Exercise: Copy every line of the material below, requests included, but multiply each x and y coordinate in the answers by 1.5, rounding to whole numbers with halves going up. Leave the pictures out of your version.

[Start]

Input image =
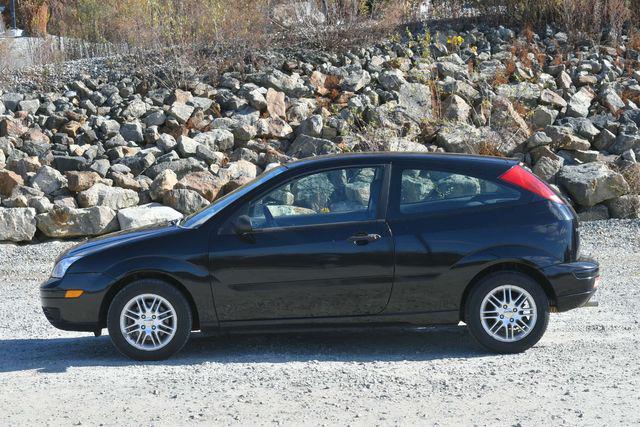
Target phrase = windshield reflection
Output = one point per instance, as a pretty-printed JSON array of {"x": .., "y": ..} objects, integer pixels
[{"x": 198, "y": 218}]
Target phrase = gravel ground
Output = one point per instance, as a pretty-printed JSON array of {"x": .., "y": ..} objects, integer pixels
[{"x": 585, "y": 371}]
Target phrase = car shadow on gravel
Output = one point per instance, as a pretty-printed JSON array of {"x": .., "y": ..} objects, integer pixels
[{"x": 58, "y": 354}]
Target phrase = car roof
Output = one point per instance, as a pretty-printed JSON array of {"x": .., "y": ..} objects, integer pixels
[{"x": 453, "y": 160}]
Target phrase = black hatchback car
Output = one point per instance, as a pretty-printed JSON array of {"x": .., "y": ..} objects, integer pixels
[{"x": 347, "y": 240}]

[End]

Solution to this task:
Input image =
Target phrase = windshield reflection
Output = one point per instance, as a pretty-printed JSON array of {"x": .., "y": ..} objects, integer pixels
[{"x": 297, "y": 327}]
Target phrase = gravel ground
Output = one point per instance, as a pretty-printed JSON array of {"x": .., "y": ..} objects, integer pixels
[{"x": 878, "y": 557}]
Target phrase = car shadow on gravel
Output = one point per instance, as a pretty-printed JSON array of {"x": .., "y": ..} objects, integer pixels
[{"x": 87, "y": 531}]
Target phrase = car roof
Output = one point per instance, as a pretty-printed JSON array of {"x": .., "y": ..} objects, integer pixels
[{"x": 680, "y": 240}]
Target phrase = black hatchback car
Output = one point per instance, as a pretty-printed JSON array of {"x": .., "y": ..} objects, integer pixels
[{"x": 521, "y": 360}]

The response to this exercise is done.